Article »
···
As for Kurdish culture in Europe, the French capital hosted the first Paris Kurdish Cultural Festival over two weeks in May. The Netherlands then hosted the 30th Kurdish International Cultural Festival in September, demanding freedom for Abdullah Öcalan. In the second half of the year NGOs, lawyers and human rights organisations in Turkey as well as European lawyers stepped up their campaign against the isolation imposed on the Kurdish leader.
The final major Kurdish cultural event of 2022 was Kurdish-controlled Syrian areas celebrating Christmas, wishing for peace and plurality and observing rituals, hymns and prayers in churches and in the streets. But this was sadly overshadowed by an armed attack against the Ahmet Kaya Kurdish Cultural Centre in Paris, leaving three dead and three injured on 23 December.
Music production: new genres, bans, festivals and prisons
Many young Kurdish musicians released their first albums while older counterparts released new singles in different genres within the music industry. Aynûr Dogan, Ciwan Haco, Yahhya, Roleda, Senar Renda and many other musicians shared their lastest productions.
Kurds in Europe organised many music festivals and came together with European supporters for the freedom of Kurds and of Abdullah Öcalan. Festival-goers from European countries met in Rome on 18 September for the music festival “A Time for Hope: Freedom for Öcalan”.
···
A series of records
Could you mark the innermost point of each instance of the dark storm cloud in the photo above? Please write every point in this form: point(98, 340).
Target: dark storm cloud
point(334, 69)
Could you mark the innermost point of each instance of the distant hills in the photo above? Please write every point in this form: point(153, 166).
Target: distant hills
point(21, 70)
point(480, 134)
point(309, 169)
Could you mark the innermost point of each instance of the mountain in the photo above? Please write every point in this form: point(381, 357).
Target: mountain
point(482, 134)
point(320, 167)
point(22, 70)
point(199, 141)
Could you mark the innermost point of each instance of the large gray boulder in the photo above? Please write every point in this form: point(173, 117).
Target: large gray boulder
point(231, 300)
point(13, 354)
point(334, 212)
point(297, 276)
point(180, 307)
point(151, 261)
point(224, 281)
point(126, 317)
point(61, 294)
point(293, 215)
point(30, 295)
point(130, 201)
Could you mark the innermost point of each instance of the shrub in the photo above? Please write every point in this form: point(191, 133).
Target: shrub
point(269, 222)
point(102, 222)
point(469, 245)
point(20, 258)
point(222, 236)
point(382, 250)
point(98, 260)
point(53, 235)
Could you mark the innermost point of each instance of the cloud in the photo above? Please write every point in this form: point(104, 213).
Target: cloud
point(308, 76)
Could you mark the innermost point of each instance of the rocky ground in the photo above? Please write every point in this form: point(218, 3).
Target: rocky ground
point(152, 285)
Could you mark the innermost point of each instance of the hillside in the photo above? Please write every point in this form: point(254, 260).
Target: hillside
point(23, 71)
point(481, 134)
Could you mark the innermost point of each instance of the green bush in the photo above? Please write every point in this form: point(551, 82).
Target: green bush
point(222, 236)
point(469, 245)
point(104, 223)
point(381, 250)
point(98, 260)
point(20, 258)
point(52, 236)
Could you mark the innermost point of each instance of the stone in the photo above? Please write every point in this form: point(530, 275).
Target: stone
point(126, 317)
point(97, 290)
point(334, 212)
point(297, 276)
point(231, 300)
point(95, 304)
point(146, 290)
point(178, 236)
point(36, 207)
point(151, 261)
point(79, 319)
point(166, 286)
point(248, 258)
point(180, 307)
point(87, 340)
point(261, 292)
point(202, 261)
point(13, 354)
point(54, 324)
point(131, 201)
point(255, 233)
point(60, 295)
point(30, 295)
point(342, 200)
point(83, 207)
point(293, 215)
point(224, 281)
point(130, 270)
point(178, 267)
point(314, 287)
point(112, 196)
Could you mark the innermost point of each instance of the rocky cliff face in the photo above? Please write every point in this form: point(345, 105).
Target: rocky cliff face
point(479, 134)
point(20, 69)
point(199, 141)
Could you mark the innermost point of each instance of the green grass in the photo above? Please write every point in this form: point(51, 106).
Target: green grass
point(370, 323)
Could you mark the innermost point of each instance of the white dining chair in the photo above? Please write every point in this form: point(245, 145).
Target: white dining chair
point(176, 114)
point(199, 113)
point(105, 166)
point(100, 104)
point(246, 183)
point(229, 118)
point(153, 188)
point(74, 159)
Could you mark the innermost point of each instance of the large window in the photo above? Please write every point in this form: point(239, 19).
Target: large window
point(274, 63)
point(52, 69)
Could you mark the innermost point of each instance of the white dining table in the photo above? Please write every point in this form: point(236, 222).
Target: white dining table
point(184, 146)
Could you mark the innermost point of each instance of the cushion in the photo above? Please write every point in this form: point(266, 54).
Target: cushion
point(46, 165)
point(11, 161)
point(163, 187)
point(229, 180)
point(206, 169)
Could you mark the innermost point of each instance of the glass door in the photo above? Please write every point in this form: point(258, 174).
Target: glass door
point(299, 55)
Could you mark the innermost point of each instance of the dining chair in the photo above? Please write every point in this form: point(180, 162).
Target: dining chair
···
Requirement 1 » Translate this sentence from the piece on Kurdish culture into Spanish: "As for Kurdish culture in Europe, the French capital hosted the first Paris Kurdish Cultural Festival over two weeks in May."
Requirement 2 » Please write what comes next in the piece on Kurdish culture, picking up right after its final sentence.

Exercise answer 1 » En cuanto a la cultura kurda en Europa, la capital francesa acogió el primer Festival Cultural Kurdo de París durante dos semanas en mayo.

Exercise answer 2 »
Turkey frequently prevented Kurdish musicians from performing and meeting their audiences in 2022. Kurdish music faced various obstacles when the Turkish authorities cancelled the concerts of many musicians like Aynur Doğan, Metin Kemal Kahraman and Mikail Aslan and stopped them from playing in festivals. A group of Kurdish musicians from Istanbul’s Mesopotamia Cultural Centre (MKM) gathered in Istanbul’s lively İstiklal Avenue to hold a musical protest against the recent repressive measures on Kurdish language and arts on 21 June World Music Day. In October, Turkish police arrested a Kurdish musician Sarya Ertaş in Diyarbakır (Amed) on unspecified charges. A district governor’s office in Turkey banned a concert of a Kurdish culture and arts organisation in Istanbul in December, claiming that the event would “cause disruption of public order and general security”.
Musician Roger Waters and American intellectual Noam Chomsky called on Turkish President Erdoğan to release Nûdem Durak, a Kurdish singer who was arrested and sentenced to 19 years in prison for her songs. Together with exiled actress Golshifteh Farahani, the British rock band Coldplay performed an Iranian protest song written for Jîna (Mahsa) Amîni, a Kurdish woman who was killed by Iranian morality police.
Hunergeha Welat, a Qamishli-based cultural centre, released a video clip on 13 November to highlight recent allegations of Turkey’s use of chemical weapons against Kurdish fighters.
Kurds behind the camera: a series of movies and documentaries
The year 2022 hosted fertile productions as Kurdish movie-makers from different parts of Kurdistan worked hand-in-hand with European ones. While new initiatives like the Rojava Film Commune continued their cinematic works, Kurdish film festivals in Europe drew many spectators from different countries.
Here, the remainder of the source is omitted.